Dataset excerpts on object pointing:
══════════════════════════════

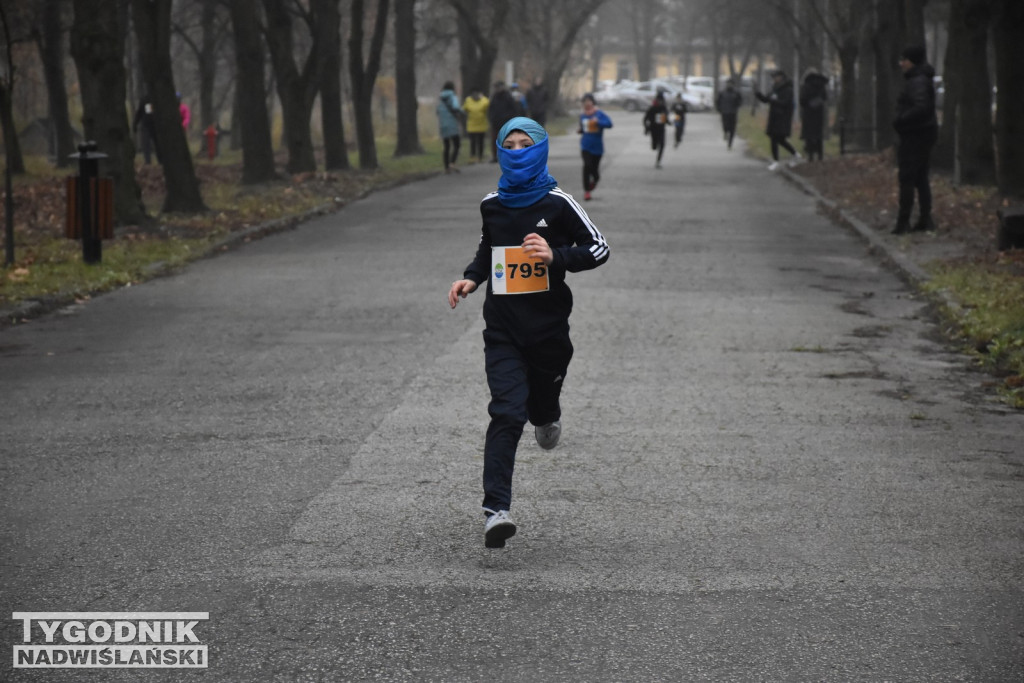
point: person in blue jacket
(592, 124)
(450, 118)
(534, 233)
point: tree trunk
(293, 86)
(253, 127)
(364, 76)
(97, 46)
(642, 16)
(974, 134)
(478, 46)
(913, 12)
(153, 30)
(944, 155)
(1008, 33)
(848, 84)
(329, 26)
(404, 78)
(208, 62)
(51, 53)
(886, 44)
(15, 161)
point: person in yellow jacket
(476, 107)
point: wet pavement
(772, 466)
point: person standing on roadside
(780, 108)
(813, 97)
(653, 124)
(146, 122)
(592, 124)
(503, 107)
(916, 127)
(450, 117)
(534, 233)
(679, 117)
(728, 103)
(476, 121)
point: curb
(905, 267)
(909, 270)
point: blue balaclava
(524, 172)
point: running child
(532, 235)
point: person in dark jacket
(534, 233)
(918, 128)
(592, 124)
(503, 107)
(450, 119)
(780, 105)
(813, 110)
(728, 103)
(653, 124)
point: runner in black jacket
(532, 235)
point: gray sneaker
(547, 435)
(498, 528)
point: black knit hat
(914, 54)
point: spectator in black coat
(780, 105)
(918, 129)
(813, 110)
(537, 101)
(728, 103)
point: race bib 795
(514, 272)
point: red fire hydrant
(211, 134)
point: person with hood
(476, 121)
(728, 104)
(592, 124)
(532, 235)
(916, 127)
(813, 110)
(653, 124)
(450, 117)
(503, 107)
(780, 108)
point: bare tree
(153, 30)
(404, 78)
(1008, 33)
(645, 17)
(97, 40)
(213, 32)
(364, 75)
(49, 37)
(478, 40)
(253, 122)
(12, 147)
(329, 35)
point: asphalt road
(771, 469)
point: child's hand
(537, 247)
(460, 288)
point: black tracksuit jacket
(576, 244)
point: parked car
(611, 93)
(696, 99)
(639, 95)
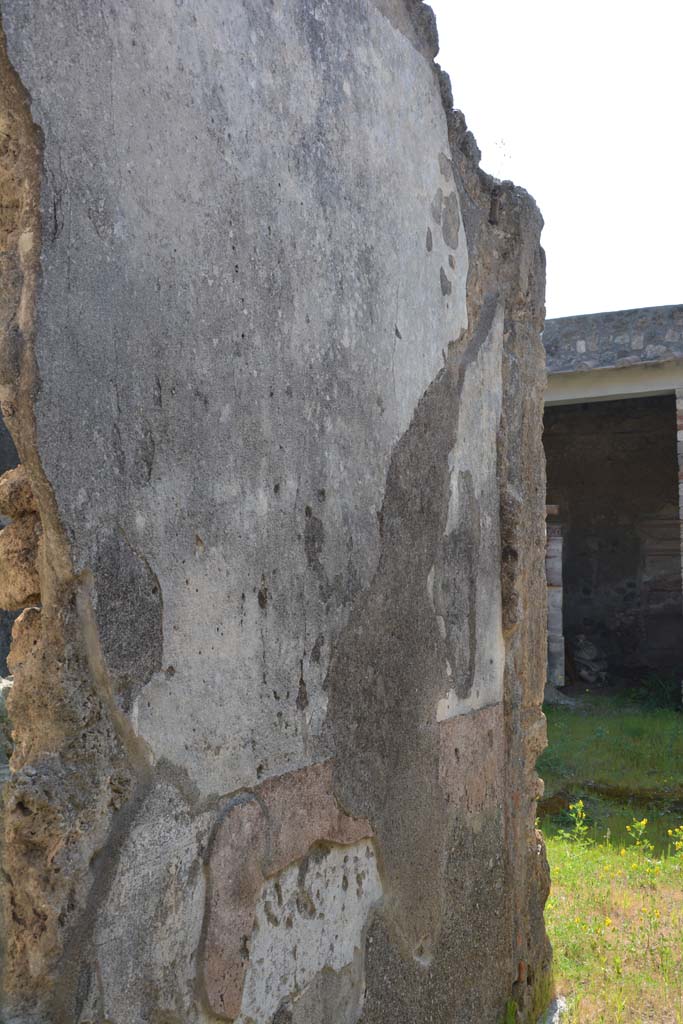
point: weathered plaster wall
(623, 338)
(612, 469)
(271, 360)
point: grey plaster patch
(128, 612)
(153, 918)
(613, 339)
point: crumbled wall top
(614, 339)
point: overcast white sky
(581, 103)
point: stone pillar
(554, 584)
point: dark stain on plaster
(437, 206)
(313, 539)
(387, 672)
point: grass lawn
(615, 909)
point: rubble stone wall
(270, 356)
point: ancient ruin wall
(270, 359)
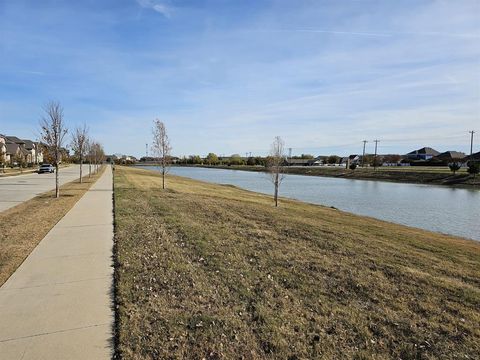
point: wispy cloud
(375, 34)
(158, 6)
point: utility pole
(375, 158)
(363, 156)
(471, 143)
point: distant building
(450, 156)
(425, 153)
(300, 162)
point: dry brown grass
(22, 227)
(210, 271)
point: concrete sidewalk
(58, 304)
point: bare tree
(161, 148)
(79, 142)
(95, 155)
(88, 155)
(52, 133)
(275, 164)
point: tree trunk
(276, 191)
(163, 178)
(57, 189)
(81, 162)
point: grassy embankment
(23, 226)
(211, 271)
(414, 174)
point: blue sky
(227, 76)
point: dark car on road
(46, 168)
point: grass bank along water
(211, 271)
(435, 208)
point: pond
(448, 210)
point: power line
(471, 143)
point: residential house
(425, 153)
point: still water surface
(436, 208)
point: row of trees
(53, 133)
(161, 149)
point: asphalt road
(17, 189)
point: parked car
(48, 168)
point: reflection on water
(437, 208)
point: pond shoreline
(441, 209)
(422, 177)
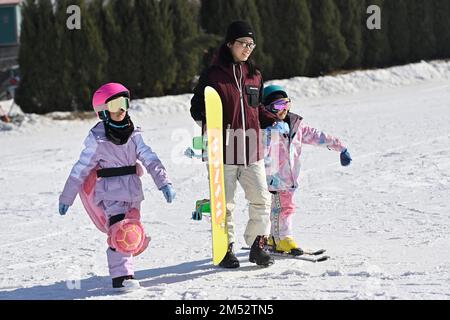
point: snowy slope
(384, 220)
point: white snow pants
(253, 180)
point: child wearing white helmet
(283, 147)
(107, 179)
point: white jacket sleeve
(80, 170)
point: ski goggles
(120, 103)
(280, 105)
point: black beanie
(239, 29)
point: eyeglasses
(279, 105)
(247, 45)
(114, 105)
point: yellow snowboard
(213, 107)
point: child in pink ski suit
(283, 147)
(112, 148)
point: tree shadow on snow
(98, 286)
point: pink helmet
(105, 93)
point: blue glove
(168, 192)
(63, 208)
(282, 126)
(345, 158)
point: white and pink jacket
(100, 153)
(282, 152)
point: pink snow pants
(119, 264)
(283, 210)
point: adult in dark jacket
(240, 85)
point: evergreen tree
(287, 33)
(128, 42)
(39, 60)
(26, 93)
(89, 58)
(211, 16)
(377, 49)
(249, 12)
(159, 67)
(188, 58)
(399, 33)
(421, 25)
(352, 12)
(330, 52)
(442, 27)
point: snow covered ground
(385, 220)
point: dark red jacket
(251, 115)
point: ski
(308, 255)
(301, 257)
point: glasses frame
(247, 45)
(285, 101)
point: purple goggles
(280, 105)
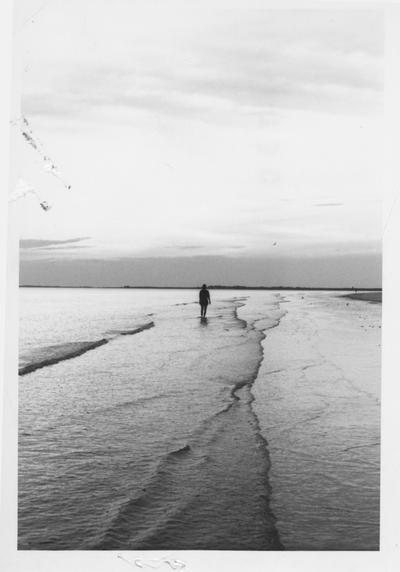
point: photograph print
(198, 198)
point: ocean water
(143, 427)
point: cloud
(328, 204)
(285, 63)
(28, 243)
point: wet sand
(375, 297)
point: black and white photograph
(198, 193)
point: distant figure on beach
(204, 300)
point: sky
(227, 144)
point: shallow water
(163, 438)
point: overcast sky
(236, 138)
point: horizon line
(214, 287)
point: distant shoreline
(295, 288)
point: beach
(143, 427)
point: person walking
(204, 300)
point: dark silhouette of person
(204, 300)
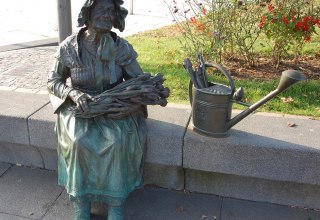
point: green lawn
(160, 52)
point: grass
(160, 51)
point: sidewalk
(32, 193)
(28, 193)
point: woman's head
(103, 14)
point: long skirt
(100, 157)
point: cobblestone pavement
(26, 68)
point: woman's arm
(59, 91)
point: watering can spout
(288, 78)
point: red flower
(193, 20)
(285, 20)
(262, 21)
(316, 21)
(200, 27)
(270, 7)
(204, 11)
(307, 38)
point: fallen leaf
(292, 124)
(287, 99)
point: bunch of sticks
(124, 98)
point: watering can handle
(222, 70)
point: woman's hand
(81, 99)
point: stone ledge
(15, 109)
(260, 146)
(255, 189)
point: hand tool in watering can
(212, 102)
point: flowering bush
(219, 29)
(224, 29)
(202, 26)
(289, 23)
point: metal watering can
(212, 102)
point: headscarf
(107, 47)
(120, 14)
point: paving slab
(21, 154)
(254, 189)
(41, 128)
(159, 204)
(4, 167)
(50, 158)
(234, 209)
(28, 192)
(4, 216)
(166, 128)
(15, 109)
(62, 209)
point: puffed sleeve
(58, 90)
(126, 57)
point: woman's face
(102, 15)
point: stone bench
(263, 159)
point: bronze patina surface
(100, 126)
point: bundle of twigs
(123, 99)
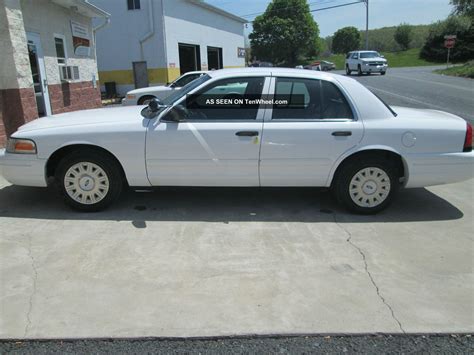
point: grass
(466, 70)
(409, 58)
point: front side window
(60, 50)
(369, 55)
(225, 100)
(184, 80)
(133, 4)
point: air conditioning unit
(69, 72)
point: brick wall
(67, 97)
(17, 107)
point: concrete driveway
(208, 262)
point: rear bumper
(23, 169)
(439, 169)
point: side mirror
(177, 114)
(153, 108)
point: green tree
(403, 36)
(462, 27)
(463, 7)
(345, 40)
(285, 33)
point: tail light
(468, 139)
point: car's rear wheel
(89, 180)
(367, 186)
(145, 100)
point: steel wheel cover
(86, 183)
(369, 187)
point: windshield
(369, 55)
(185, 89)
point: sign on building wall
(80, 39)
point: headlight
(21, 146)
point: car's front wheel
(367, 186)
(89, 180)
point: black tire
(109, 166)
(145, 99)
(348, 171)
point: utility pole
(366, 24)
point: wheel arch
(372, 151)
(63, 151)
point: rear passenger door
(301, 144)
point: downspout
(165, 49)
(94, 32)
(151, 32)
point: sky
(382, 13)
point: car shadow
(225, 205)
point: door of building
(140, 74)
(189, 57)
(38, 71)
(214, 58)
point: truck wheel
(366, 186)
(89, 180)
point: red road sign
(449, 43)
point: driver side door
(209, 146)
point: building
(47, 59)
(150, 42)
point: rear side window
(335, 104)
(310, 99)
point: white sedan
(333, 132)
(143, 96)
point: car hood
(85, 117)
(149, 89)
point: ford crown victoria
(340, 136)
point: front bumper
(438, 169)
(23, 169)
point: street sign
(449, 43)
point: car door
(211, 146)
(301, 143)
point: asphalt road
(365, 344)
(420, 87)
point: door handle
(342, 133)
(247, 133)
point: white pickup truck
(365, 62)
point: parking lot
(182, 262)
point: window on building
(60, 50)
(133, 4)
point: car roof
(269, 71)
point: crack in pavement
(35, 277)
(366, 266)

══════════════════════════════

**THE REQUEST:** Copy out exactly the lines from the line with "point: sign on building wall" to the end of the listing, including both of those lines, and give nothing else.

**EXERCISE OUTPUT:**
point: sign on building wall
(80, 39)
point: headlight
(21, 146)
point: car's front wheel
(367, 186)
(89, 180)
point: black tire
(109, 166)
(145, 99)
(348, 171)
point: utility pole
(366, 24)
point: wheel arch
(372, 151)
(63, 151)
point: rear passenger door
(301, 144)
point: downspout
(165, 49)
(94, 32)
(151, 32)
point: sky
(382, 13)
point: car shadow
(225, 205)
point: door of building
(140, 74)
(189, 57)
(38, 71)
(214, 58)
point: truck wheel
(366, 186)
(89, 180)
point: red road sign
(449, 43)
point: driver side door
(209, 146)
point: building
(47, 59)
(150, 42)
point: rear side window
(335, 104)
(310, 99)
point: white sedan
(333, 132)
(143, 96)
point: car hood
(85, 117)
(149, 89)
point: ford crown victoria
(340, 136)
point: front bumper
(438, 169)
(23, 169)
point: street sign
(449, 43)
point: car door
(211, 146)
(301, 143)
point: asphalt road
(365, 344)
(420, 87)
point: door handle
(342, 133)
(247, 133)
point: white pickup truck
(365, 62)
point: parking lot
(182, 262)
point: window on building
(60, 50)
(133, 4)
point: car roof
(269, 71)
point: crack in pavement
(35, 277)
(366, 266)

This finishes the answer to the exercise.